Fragmento del documento:
El naufragio del Vapor Colombia

Amanecía el martes 24 de agosto de 1909 y la mañana fría y gris no armonizaba con los fastos que Montevideo se aprestaba a celebrar ese día y el siguiente, 84 aniversario de la Declaratoria de la Florida. La inauguración oficial de las obras del puerto iba a constituir, ese mismo día martes, el número central de un vasto programa de festejos con que la capital de la República, saliendo de la postración de las guerras civiles, iba al encuentro del porvenir venturoso por el que uno y otro bando habian luchado.

Una etapa de progreso económico y de sucesivas conquistas político – sociales había advenido. Y asi, culminando el proceso de iniciativas que caracterizó esa alborada civilista y cultural del país, las que en su mayoría tomaron cuerpo legal durante la primera presidencia de Batlle, Junto a la magna obra que haría del hermoso puerto natural de Montevideo uno de los “docks” de escala más concurrida del Atlántico Sur, se libraba a la juventud estudiosa un nuevo centro de enseñanza universitaria: la entonces Escuela y hoy prestigiosa Facultad de Agronomía. Y en un predio casi tan vasto como el de aquélla, en la antigua quinta de Visca en la avenida Garibaldi, se colocaría la piedra fundamental de la futura Escuela Militar.

Tareas pendientes:
(1) En el texto sobre el naufragio del Vapor Colombia, ¿dónde se colocaría la piedra fundamental de la futura Escuela Militar?
(2) Por favor, reproduce el texto sobre el naufragio del Vapor Colombia desde "Amanecía el martes" hasta "bando habian luchado.".

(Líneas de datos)
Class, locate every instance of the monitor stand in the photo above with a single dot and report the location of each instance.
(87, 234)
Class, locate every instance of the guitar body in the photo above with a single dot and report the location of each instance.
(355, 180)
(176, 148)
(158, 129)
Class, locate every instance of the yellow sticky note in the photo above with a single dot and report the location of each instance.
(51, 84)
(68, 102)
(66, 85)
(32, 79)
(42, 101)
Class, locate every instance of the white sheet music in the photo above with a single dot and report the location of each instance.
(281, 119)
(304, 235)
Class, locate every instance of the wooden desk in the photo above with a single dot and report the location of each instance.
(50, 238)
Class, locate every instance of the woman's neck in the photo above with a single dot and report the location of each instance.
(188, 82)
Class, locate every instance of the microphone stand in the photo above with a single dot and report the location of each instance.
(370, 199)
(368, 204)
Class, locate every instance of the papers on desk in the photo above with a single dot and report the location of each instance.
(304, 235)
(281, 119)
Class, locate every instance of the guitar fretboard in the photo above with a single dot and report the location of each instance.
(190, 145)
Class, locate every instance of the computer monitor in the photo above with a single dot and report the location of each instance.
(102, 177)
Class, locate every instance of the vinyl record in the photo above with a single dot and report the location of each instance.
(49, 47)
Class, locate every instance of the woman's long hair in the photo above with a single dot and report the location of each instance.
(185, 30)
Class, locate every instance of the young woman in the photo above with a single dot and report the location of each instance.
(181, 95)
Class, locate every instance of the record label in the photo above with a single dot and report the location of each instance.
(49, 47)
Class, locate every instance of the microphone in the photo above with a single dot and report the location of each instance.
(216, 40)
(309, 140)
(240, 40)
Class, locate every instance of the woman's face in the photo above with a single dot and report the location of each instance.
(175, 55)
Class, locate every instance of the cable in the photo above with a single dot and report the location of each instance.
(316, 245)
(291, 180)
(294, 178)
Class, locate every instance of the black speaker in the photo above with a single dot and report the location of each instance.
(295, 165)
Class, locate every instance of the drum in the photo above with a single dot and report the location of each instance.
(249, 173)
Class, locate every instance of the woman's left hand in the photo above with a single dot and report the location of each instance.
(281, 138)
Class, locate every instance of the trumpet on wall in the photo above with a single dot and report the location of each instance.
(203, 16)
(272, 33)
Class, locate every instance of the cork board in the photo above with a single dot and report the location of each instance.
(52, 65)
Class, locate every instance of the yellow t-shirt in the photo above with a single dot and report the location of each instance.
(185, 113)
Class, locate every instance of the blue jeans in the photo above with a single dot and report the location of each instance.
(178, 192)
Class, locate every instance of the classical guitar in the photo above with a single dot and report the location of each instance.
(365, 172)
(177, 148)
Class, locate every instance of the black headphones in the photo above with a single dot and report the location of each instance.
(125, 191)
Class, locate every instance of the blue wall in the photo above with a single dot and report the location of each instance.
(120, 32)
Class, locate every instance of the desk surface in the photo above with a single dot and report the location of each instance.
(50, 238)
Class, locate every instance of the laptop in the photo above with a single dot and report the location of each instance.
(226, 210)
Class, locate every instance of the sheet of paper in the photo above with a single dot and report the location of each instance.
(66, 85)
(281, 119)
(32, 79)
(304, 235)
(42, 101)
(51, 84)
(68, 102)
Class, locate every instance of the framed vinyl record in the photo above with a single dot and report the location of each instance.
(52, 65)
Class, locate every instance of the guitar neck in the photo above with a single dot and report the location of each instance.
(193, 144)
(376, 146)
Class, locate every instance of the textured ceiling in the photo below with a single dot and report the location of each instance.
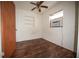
(27, 6)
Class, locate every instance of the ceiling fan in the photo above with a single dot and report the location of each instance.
(38, 5)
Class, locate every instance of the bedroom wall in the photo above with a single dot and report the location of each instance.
(78, 34)
(0, 35)
(61, 36)
(25, 31)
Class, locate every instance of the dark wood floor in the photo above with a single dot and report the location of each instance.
(40, 48)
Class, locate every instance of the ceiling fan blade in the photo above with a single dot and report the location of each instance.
(39, 10)
(32, 3)
(40, 3)
(33, 8)
(44, 6)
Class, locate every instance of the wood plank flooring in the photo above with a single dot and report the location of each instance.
(40, 48)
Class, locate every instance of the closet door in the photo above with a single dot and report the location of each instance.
(8, 28)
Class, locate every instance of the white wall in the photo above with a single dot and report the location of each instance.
(65, 36)
(78, 33)
(0, 36)
(24, 31)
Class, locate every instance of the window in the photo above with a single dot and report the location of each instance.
(56, 20)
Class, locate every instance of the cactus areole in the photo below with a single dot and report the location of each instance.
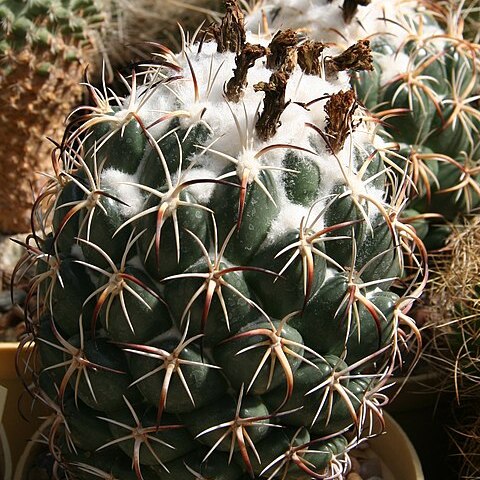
(214, 300)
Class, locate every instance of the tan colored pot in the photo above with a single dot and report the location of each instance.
(399, 459)
(17, 429)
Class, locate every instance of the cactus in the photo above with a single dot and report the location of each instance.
(423, 88)
(453, 311)
(215, 298)
(45, 47)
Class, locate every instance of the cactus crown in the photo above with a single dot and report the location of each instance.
(215, 298)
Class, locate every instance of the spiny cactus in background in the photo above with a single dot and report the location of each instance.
(424, 89)
(216, 296)
(452, 314)
(454, 310)
(45, 46)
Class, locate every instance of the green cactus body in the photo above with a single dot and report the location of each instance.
(228, 247)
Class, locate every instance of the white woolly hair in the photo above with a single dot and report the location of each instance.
(232, 125)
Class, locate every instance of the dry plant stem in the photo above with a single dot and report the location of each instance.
(309, 57)
(350, 8)
(274, 104)
(340, 110)
(282, 51)
(357, 57)
(244, 60)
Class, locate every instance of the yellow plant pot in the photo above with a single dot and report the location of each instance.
(398, 457)
(16, 430)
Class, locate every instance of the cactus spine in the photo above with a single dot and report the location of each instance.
(215, 296)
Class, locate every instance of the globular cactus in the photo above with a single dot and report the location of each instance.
(423, 88)
(215, 299)
(45, 48)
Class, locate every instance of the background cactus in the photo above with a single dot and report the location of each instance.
(45, 47)
(216, 295)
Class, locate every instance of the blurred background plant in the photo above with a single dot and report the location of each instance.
(45, 49)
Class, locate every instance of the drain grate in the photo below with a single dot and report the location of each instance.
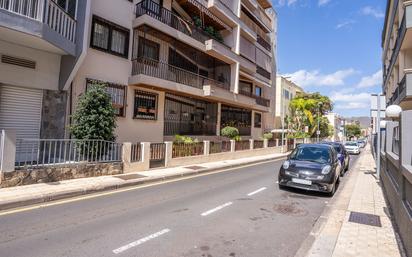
(195, 167)
(365, 219)
(130, 176)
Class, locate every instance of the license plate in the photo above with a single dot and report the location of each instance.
(301, 181)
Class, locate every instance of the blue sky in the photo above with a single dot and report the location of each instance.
(332, 47)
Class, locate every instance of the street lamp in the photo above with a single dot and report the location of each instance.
(318, 130)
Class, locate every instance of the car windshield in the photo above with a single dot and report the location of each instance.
(351, 144)
(312, 154)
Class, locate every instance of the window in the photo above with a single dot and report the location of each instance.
(116, 92)
(145, 105)
(258, 91)
(258, 120)
(148, 49)
(109, 37)
(245, 87)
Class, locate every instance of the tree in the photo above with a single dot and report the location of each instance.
(353, 130)
(94, 117)
(306, 110)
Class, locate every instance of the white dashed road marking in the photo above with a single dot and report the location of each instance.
(216, 209)
(257, 191)
(140, 241)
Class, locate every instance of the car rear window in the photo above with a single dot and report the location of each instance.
(312, 154)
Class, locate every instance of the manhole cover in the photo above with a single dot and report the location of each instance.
(195, 167)
(130, 176)
(365, 218)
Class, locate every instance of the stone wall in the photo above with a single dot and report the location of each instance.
(53, 114)
(58, 173)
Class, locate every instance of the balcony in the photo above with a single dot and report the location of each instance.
(165, 16)
(259, 100)
(403, 92)
(45, 12)
(165, 71)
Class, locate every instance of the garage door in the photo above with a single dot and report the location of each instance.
(20, 110)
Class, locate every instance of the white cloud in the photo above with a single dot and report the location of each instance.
(371, 11)
(315, 78)
(371, 81)
(287, 2)
(323, 2)
(345, 24)
(348, 101)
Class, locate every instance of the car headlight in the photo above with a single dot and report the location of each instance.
(286, 165)
(326, 169)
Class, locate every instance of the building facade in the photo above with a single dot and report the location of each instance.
(42, 43)
(396, 150)
(186, 67)
(336, 123)
(286, 90)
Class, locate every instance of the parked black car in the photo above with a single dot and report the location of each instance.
(314, 167)
(343, 155)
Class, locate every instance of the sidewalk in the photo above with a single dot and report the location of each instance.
(334, 235)
(19, 196)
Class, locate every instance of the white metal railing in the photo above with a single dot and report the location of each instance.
(37, 153)
(46, 11)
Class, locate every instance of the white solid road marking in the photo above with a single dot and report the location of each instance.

Soluciones:
(1) En la antigua quinta de Visca, en la avenida Garibaldi.

(2)
Amanecía el martes 24 de agosto de 1909 y la mañana fría y gris no armonizaba con los fastos que Montevideo se aprestaba a celebrar ese día y el siguiente, 84 aniversario de la Declaratoria de la Florida. La inauguración oficial de las obras del puerto iba a constituir, ese mismo día martes, el número central de un vasto programa de festejos con que la capital de la República, saliendo de la postración de las guerras civiles, iba al encuentro del porvenir venturoso por el que uno y otro bando habian luchado.